*Extracted entries*.
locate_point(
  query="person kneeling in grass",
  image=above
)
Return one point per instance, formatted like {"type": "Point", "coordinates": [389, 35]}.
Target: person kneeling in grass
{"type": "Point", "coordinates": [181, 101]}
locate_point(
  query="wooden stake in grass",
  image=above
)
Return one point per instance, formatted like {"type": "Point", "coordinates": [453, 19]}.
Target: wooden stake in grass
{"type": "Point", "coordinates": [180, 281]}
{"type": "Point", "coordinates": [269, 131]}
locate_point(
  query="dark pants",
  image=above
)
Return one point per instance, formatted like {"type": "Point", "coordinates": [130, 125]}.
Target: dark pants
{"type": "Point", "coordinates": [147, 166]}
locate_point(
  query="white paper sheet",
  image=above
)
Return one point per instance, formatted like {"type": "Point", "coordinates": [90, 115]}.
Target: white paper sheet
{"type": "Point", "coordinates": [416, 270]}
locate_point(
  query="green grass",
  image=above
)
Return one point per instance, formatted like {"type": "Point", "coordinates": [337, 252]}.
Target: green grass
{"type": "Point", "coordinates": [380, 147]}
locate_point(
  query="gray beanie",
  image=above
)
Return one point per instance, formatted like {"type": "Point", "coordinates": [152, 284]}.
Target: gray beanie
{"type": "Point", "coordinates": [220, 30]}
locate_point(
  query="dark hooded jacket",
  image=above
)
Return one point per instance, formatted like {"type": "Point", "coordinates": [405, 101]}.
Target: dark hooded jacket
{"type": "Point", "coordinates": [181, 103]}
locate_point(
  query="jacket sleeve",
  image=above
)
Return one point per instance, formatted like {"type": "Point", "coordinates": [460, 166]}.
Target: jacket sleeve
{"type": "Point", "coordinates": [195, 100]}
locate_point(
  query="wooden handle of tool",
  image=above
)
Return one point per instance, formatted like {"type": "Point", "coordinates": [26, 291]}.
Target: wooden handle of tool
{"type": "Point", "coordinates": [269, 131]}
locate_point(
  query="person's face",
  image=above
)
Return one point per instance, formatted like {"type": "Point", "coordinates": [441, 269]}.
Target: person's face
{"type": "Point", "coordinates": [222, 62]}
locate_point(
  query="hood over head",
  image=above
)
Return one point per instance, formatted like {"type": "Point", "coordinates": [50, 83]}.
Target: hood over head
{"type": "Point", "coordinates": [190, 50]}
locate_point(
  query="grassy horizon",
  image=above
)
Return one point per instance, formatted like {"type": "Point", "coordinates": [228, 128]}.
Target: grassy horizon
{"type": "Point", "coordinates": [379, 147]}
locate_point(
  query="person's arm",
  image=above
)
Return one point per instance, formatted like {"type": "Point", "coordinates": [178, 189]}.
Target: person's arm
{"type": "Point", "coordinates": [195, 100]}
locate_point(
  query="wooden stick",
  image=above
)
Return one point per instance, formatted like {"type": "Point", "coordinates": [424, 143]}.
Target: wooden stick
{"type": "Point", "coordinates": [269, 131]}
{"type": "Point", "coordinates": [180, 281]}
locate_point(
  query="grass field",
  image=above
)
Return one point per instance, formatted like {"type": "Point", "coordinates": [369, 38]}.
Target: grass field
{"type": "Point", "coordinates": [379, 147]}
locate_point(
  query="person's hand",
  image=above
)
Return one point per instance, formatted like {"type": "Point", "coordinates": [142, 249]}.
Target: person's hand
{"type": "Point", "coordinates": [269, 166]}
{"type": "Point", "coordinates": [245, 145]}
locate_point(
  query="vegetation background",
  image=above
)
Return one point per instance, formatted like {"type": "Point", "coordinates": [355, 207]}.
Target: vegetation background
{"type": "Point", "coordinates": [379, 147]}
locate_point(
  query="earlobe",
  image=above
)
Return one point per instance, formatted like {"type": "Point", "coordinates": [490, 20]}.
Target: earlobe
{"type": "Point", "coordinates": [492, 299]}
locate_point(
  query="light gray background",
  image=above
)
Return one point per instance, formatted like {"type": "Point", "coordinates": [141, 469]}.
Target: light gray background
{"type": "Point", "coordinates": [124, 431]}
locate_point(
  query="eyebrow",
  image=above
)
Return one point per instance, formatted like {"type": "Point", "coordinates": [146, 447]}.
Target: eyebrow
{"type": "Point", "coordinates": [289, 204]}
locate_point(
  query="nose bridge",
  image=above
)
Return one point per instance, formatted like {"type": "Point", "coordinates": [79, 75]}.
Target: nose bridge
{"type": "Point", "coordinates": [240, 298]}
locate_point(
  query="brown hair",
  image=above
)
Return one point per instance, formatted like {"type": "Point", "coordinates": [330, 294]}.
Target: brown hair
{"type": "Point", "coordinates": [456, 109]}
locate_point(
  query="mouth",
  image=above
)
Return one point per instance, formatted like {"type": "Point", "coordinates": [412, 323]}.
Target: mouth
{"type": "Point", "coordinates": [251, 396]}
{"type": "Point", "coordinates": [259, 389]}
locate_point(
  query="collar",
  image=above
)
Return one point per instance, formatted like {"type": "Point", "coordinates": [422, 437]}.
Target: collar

*Exercise requirements*.
Copy the records above exactly.

*Full solution*.
locate_point(
  query="person kneeling in grass",
  image=above
)
Return one point per instance, formatted like {"type": "Point", "coordinates": [389, 35]}.
Target: person kneeling in grass
{"type": "Point", "coordinates": [181, 101]}
locate_point(
  query="wooden stake in grass",
  image=above
)
Return one point per instance, formatted like {"type": "Point", "coordinates": [453, 19]}.
Target: wooden stake in grass
{"type": "Point", "coordinates": [180, 281]}
{"type": "Point", "coordinates": [269, 131]}
locate_point(
  query="dark pants",
  image=above
)
Return one point per instance, formatted like {"type": "Point", "coordinates": [130, 125]}.
Target: dark pants
{"type": "Point", "coordinates": [147, 166]}
locate_point(
  query="white paper sheet",
  image=above
)
Return one point per instance, formatted like {"type": "Point", "coordinates": [90, 115]}.
Target: white paper sheet
{"type": "Point", "coordinates": [416, 270]}
locate_point(
  query="green grass",
  image=above
)
Return one point per instance, formatted like {"type": "Point", "coordinates": [337, 252]}.
Target: green grass
{"type": "Point", "coordinates": [380, 147]}
locate_point(
  query="gray beanie",
  image=above
)
Return one point per instance, formatted like {"type": "Point", "coordinates": [152, 284]}.
Target: gray beanie
{"type": "Point", "coordinates": [220, 30]}
locate_point(
  query="dark hooded jacket",
  image=above
)
Return one point per instance, formatted like {"type": "Point", "coordinates": [405, 101]}.
Target: dark hooded jacket
{"type": "Point", "coordinates": [181, 103]}
locate_point(
  query="jacket sleeve",
  image=above
)
Return one point per instance, formatted like {"type": "Point", "coordinates": [460, 166]}.
Target: jacket sleeve
{"type": "Point", "coordinates": [195, 100]}
locate_point(
  query="wooden handle of tool",
  image=above
)
Return one point per instance, formatted like {"type": "Point", "coordinates": [26, 291]}.
Target: wooden handle of tool
{"type": "Point", "coordinates": [269, 131]}
locate_point(
  query="person's face",
  image=above
)
Return one point per instance, formatted like {"type": "Point", "coordinates": [441, 269]}.
Target: person's face
{"type": "Point", "coordinates": [222, 62]}
locate_point(
  query="hood over head",
  image=above
)
Return one point per instance, formatted like {"type": "Point", "coordinates": [50, 83]}.
Target: hood over head
{"type": "Point", "coordinates": [190, 50]}
locate_point(
  query="grassy horizon",
  image=above
)
Return one point per instance, formatted like {"type": "Point", "coordinates": [228, 128]}.
Target: grassy horizon
{"type": "Point", "coordinates": [379, 147]}
locate_point(
  query="person's arm",
  image=above
)
Return one point per instance, formatted like {"type": "Point", "coordinates": [178, 189]}.
Target: person's arm
{"type": "Point", "coordinates": [195, 100]}
locate_point(
  query="wooden stick",
  image=above
)
Return one point per instance, formatted like {"type": "Point", "coordinates": [424, 143]}.
Target: wooden stick
{"type": "Point", "coordinates": [269, 131]}
{"type": "Point", "coordinates": [180, 281]}
locate_point(
  query="grass field",
  image=above
)
Return one point per instance, formatted like {"type": "Point", "coordinates": [369, 38]}.
Target: grass field
{"type": "Point", "coordinates": [379, 147]}
locate_point(
  query="person's hand",
  image=above
)
Return one point per instance, formatted like {"type": "Point", "coordinates": [142, 249]}.
Target: person's hand
{"type": "Point", "coordinates": [269, 166]}
{"type": "Point", "coordinates": [245, 145]}
locate_point(
  query="vegetation background",
  image=above
)
Return one point per instance, formatted like {"type": "Point", "coordinates": [355, 207]}.
Target: vegetation background
{"type": "Point", "coordinates": [379, 147]}
locate_point(
  query="earlobe",
  image=above
)
Return one point per instance, formatted like {"type": "Point", "coordinates": [490, 20]}.
Target: earlobe
{"type": "Point", "coordinates": [492, 299]}
locate_point(
  query="light gray background",
  image=above
)
Return one point per instance, formatted like {"type": "Point", "coordinates": [141, 469]}.
Target: light gray background
{"type": "Point", "coordinates": [124, 431]}
locate_point(
  query="eyebrow",
  image=above
)
Return one point per instance, formatted like {"type": "Point", "coordinates": [146, 447]}.
Target: eyebrow
{"type": "Point", "coordinates": [289, 204]}
locate_point(
  query="nose bridge",
  image=above
)
Return one point per instance, formatted like {"type": "Point", "coordinates": [79, 75]}.
Target: nose bridge
{"type": "Point", "coordinates": [240, 298]}
locate_point(
  query="brown hair",
  image=above
)
Return one point per instance, formatted like {"type": "Point", "coordinates": [330, 294]}.
Target: brown hair
{"type": "Point", "coordinates": [456, 109]}
locate_point(
  query="mouth",
  image=above
)
Return one point per instance, formatted like {"type": "Point", "coordinates": [412, 323]}.
Target: mouth
{"type": "Point", "coordinates": [251, 396]}
{"type": "Point", "coordinates": [259, 389]}
locate_point(
  query="collar",
  image=above
)
Return one point per instance, formatted like {"type": "Point", "coordinates": [422, 437]}.
Target: collar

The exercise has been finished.